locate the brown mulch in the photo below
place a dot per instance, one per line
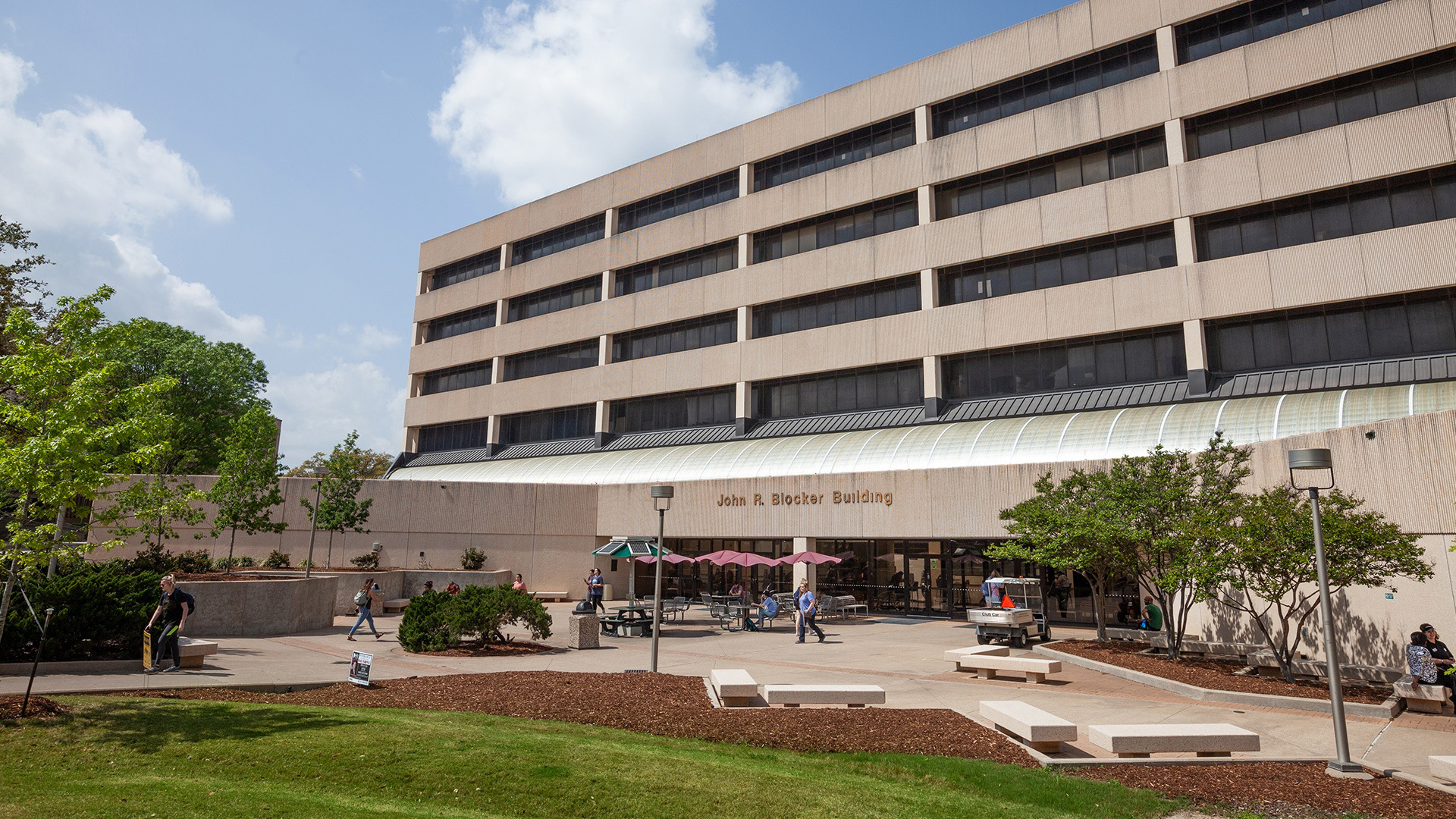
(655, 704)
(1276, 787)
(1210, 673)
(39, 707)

***

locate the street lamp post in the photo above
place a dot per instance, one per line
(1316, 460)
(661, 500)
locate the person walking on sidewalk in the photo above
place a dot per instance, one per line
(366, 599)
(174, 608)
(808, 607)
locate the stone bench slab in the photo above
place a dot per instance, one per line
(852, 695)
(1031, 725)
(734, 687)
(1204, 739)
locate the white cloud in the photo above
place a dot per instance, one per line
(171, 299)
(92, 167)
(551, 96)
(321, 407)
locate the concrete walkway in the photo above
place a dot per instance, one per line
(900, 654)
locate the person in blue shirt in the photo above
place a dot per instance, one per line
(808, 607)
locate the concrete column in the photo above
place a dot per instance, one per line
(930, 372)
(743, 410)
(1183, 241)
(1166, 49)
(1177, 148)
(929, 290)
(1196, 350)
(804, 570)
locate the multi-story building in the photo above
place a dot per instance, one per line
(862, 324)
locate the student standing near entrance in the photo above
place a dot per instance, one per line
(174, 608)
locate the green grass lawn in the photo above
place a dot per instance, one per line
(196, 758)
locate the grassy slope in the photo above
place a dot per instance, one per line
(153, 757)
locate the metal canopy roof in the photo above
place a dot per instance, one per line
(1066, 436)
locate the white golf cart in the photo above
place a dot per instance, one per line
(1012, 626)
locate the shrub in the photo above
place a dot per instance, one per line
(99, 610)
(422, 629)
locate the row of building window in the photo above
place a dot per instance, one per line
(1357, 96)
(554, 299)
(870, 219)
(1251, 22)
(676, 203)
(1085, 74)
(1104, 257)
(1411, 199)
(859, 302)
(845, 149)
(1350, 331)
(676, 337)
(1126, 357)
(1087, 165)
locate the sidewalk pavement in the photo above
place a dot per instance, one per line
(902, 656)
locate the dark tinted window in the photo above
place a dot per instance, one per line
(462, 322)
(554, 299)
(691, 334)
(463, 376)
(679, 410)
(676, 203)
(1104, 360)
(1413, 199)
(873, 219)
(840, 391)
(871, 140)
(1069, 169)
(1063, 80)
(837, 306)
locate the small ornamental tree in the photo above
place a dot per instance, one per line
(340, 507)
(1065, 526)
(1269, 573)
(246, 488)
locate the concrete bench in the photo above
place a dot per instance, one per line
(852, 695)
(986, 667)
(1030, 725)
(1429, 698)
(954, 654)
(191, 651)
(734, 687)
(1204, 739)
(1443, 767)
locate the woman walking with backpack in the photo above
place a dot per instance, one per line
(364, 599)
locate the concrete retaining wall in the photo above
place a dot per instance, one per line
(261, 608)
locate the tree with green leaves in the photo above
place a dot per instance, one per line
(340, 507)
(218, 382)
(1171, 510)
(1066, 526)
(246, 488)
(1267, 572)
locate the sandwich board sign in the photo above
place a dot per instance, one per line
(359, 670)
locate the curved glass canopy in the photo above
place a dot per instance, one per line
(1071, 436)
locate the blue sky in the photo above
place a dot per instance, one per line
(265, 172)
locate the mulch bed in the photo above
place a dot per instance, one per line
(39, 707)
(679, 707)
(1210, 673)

***

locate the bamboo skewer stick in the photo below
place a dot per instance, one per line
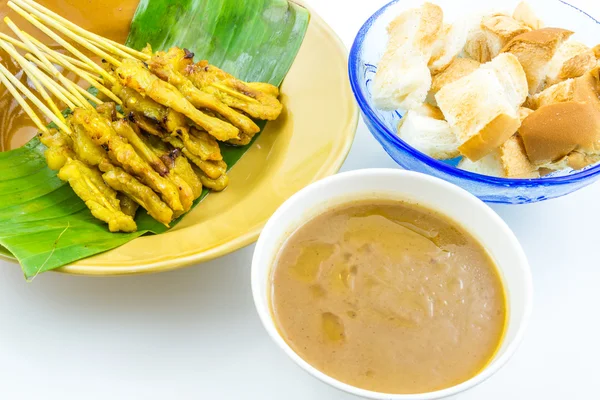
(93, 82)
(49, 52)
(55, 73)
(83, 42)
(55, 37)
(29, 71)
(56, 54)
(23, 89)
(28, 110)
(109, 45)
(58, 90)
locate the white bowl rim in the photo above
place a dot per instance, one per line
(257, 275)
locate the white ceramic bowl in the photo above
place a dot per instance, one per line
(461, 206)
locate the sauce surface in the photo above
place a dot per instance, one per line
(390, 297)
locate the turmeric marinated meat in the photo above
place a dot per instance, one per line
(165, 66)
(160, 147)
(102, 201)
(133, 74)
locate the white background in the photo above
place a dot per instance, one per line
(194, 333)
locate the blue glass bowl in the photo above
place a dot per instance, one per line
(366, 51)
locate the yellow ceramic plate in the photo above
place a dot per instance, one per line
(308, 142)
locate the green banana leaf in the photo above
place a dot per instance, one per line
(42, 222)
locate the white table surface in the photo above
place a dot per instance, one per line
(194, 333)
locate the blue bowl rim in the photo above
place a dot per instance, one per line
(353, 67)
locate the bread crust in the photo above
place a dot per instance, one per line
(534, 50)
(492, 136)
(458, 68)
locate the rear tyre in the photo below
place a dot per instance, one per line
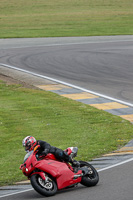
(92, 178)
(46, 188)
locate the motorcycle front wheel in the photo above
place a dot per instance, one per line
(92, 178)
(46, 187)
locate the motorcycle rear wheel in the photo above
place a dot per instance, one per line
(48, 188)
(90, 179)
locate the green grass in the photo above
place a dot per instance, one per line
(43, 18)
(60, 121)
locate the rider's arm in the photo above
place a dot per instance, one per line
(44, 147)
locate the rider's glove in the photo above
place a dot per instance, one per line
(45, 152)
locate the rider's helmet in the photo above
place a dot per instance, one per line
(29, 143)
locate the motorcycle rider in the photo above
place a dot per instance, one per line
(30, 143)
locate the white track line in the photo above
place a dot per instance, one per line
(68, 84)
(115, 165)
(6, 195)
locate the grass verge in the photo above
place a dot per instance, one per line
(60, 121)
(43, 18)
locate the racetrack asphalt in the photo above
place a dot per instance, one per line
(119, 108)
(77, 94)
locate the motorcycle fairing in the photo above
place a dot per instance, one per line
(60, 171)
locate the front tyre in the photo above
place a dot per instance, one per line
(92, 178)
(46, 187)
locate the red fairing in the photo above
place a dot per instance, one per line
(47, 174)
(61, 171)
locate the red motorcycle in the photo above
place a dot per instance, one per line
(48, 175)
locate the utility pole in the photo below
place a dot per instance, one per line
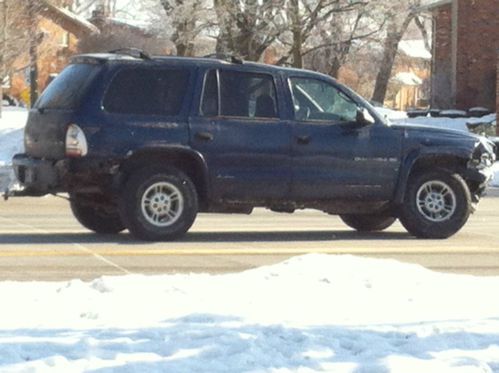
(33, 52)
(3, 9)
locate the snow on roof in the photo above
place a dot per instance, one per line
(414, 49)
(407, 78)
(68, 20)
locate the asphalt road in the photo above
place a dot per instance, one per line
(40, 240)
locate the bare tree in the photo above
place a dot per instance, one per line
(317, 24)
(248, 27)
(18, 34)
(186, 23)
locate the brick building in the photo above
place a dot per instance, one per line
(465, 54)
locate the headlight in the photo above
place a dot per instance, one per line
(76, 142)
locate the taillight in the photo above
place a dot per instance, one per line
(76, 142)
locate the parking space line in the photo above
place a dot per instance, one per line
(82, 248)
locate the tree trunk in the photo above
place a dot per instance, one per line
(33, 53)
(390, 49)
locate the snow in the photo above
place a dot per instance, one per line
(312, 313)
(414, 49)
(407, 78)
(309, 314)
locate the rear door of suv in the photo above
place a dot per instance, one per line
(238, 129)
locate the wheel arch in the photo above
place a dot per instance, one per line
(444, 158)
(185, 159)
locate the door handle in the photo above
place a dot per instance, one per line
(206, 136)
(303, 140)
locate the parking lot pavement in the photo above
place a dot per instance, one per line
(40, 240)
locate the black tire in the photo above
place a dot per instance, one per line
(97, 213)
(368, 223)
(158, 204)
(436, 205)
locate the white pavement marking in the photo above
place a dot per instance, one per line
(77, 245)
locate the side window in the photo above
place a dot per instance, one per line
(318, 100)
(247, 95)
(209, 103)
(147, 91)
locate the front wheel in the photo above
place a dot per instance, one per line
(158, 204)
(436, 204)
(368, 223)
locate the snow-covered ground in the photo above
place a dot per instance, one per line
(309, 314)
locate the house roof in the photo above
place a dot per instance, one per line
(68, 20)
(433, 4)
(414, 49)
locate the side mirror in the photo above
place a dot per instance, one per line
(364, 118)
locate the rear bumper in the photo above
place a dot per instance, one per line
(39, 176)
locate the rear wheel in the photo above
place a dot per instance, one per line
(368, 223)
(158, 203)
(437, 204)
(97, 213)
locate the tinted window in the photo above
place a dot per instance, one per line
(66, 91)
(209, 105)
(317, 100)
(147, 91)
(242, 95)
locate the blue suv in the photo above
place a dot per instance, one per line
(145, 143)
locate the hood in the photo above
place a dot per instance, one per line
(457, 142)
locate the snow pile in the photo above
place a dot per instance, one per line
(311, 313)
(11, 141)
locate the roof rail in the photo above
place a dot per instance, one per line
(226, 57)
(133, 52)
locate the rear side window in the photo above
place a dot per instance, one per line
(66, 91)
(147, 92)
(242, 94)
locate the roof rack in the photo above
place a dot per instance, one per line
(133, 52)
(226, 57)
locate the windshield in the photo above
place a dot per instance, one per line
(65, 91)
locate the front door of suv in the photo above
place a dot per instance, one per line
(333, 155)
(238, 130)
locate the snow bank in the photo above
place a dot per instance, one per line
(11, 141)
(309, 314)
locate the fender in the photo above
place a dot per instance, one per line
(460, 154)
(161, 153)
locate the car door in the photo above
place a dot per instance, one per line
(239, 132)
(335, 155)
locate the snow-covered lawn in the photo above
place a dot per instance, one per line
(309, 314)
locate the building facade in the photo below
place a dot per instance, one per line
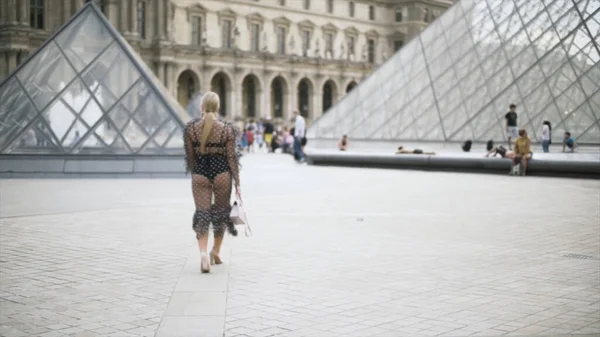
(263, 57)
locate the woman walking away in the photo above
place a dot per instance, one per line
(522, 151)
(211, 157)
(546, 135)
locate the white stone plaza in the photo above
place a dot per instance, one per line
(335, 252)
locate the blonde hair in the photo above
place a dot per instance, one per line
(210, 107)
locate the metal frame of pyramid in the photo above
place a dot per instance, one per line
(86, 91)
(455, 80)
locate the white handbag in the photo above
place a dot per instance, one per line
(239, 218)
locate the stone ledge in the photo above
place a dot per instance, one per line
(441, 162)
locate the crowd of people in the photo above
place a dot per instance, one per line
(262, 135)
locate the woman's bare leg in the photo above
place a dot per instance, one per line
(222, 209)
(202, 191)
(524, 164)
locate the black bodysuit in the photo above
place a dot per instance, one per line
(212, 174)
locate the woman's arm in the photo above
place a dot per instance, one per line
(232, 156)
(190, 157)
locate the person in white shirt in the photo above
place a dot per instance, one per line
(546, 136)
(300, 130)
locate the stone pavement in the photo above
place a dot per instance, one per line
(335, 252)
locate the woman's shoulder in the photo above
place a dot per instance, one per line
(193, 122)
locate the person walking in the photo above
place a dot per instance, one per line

***

- **Goal**:
List every line of the data above that contains the word "snow", copying each line in full.

- **Correct result**:
locate the snow on roof in the photo above
locate the snow in the photo above
locate the snow-covered ground in the photo above
locate the snow pile in the photo above
locate the snow bank in the photo above
locate the snow-covered lawn in the photo above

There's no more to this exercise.